Jugements de la Cour canadienne de l'impôt

Informations sur la décision

Contenu de la décision

 

Dossiers : 2009-2786(EI)

2009-2787(CPP)

 

ENTRE :

 

MERCHANTS OF GREEN COFFEE INC.,

appelante,

et

 

LE MINISTRE DU REVENU NATIONAL,

intimé.

 

[TRADUCTION FRANÇAISE OFFICIELLE]

____________________________________________________________________

 

Appel entendu le 12 mars 2010 à Toronto (Ontario)

 

Devant : L’honorable juge Judith Woods

 

Comparutions :

 

Représentant de l’appelante :

Robert Zavislake

 

Avocate de l’intimé :

Me Iris Kingston

____________________________________________________________________

 

JUGEMENT

       

L’appel interjeté à l’encontre des cotisations établies en application de la Loi sur l’assurance‑emploi et du Régime de pensions du Canada pour la période du 1er janvier au 31 décembre 2007, et dont les avis sont datés du 22 janvier 2009, est accueilli, et les cotisations sont annulées.

§ EXERCICE
D'après l'extrait ci-dessus, à quelle date et dans quelle ville l'appel a-t-il été entendu ?

§ DONNÉES FOURNIES
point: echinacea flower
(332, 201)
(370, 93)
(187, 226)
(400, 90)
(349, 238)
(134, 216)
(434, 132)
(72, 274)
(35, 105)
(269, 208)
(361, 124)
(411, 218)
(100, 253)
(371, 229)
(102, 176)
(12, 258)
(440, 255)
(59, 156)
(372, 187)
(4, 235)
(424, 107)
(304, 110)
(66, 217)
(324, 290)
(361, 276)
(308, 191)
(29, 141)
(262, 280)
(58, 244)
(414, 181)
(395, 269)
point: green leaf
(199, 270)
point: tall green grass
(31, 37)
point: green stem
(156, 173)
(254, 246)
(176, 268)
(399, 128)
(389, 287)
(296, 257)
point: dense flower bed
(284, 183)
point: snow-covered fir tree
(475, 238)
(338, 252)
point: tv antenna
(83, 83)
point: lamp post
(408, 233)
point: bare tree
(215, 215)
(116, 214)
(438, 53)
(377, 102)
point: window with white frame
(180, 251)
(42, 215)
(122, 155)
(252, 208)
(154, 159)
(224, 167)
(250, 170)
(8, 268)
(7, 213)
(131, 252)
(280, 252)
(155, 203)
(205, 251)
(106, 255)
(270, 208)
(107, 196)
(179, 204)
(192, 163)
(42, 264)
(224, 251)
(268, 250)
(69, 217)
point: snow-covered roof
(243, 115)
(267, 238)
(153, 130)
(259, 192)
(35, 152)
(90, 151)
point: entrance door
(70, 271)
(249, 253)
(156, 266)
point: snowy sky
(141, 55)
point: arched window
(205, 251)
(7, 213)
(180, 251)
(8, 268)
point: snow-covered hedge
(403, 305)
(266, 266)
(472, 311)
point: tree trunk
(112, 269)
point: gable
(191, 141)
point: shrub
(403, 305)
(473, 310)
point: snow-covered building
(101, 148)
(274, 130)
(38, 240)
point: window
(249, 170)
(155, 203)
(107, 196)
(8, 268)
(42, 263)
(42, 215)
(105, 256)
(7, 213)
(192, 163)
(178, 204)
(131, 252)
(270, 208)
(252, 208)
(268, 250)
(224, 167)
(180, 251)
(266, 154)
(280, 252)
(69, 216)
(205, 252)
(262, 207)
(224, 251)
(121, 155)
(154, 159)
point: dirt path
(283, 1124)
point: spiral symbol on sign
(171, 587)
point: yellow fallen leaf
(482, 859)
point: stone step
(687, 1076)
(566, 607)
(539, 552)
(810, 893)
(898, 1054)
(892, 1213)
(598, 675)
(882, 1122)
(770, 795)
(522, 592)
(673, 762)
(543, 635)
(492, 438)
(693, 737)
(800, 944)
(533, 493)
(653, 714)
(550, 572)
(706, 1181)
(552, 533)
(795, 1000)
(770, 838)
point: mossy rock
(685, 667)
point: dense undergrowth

§ CORRIGÉ
L'appel a été entendu le 12 mars 2010 à Toronto (Ontario).